Thank you @Dee74 for writing this within one of your posts yesterday. I can't stop thinking about it and have written it down in my journal to ponder, as well as here, because it is such a powerful statement. You followed it with:

What would your sober life you love look like?

More powerful words. I am thinking and writing and dreaming and laying the groundwork. This is what I have so far:

~ A job that is satisfying. Pays the bills and makes me feel like somehow I am making a difference in the world, however small that may be
~ A home with a little land - enough for my greyhound to roam, a few donkeys to graze and a place for some citrus trees, a little garden (nothing that I have to worry about killing and some bees. One day I would really love to keep some bees
~ A great kitchen to cook in
~ A loving partner. This is a big one but important. I'm fine on my own, more than fine, but I miss love in my life and now that I am sober, I'd really like someone to share it with. I've spent a lot of time pushing people away, I'm ready to see what it feels like to actually let someone in
~ Proximity to the ocean... Sand, sea and salt air are my life's blood

Just a start but I think it's a good one. Lots more to go, and some deep stuff too of course that will reside in my journal only. But I wanted to post this. Because really, life is what you make of it. It truly IS as simple as that. And we all know, the simplest things can be the hardest.

| TO BE DONE |
(A) Answer these questions from the post about a sober life, one per line:
(i) What kind of dog does the writer have?
(ii) Besides this post, where has the writer written down the statement?
(iii) What three things does the writer call their life's blood?
(B) From the post about a sober life, write out the stretch from "Just a start" through "be the hardest.".

| SUPPLIED DATA |

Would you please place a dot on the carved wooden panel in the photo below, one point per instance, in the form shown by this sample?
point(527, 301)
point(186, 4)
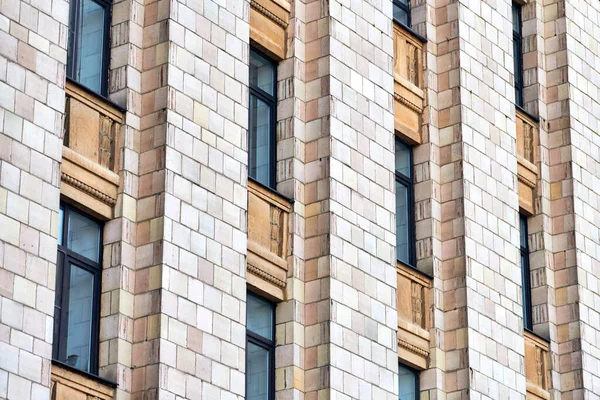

| SOLUTIONS FOR EACH TASK |
(A)
(i) A greyhound.
(ii) In the writer's journal.
(iii) Sand, sea and salt air.

(B)
Just a start but I think it's a good one. Lots more to go, and some deep stuff too of course that will reside in my journal only. But I wanted to post this. Because really, life is what you make of it. It truly IS as simple as that. And we all know, the simplest things can be the hardest.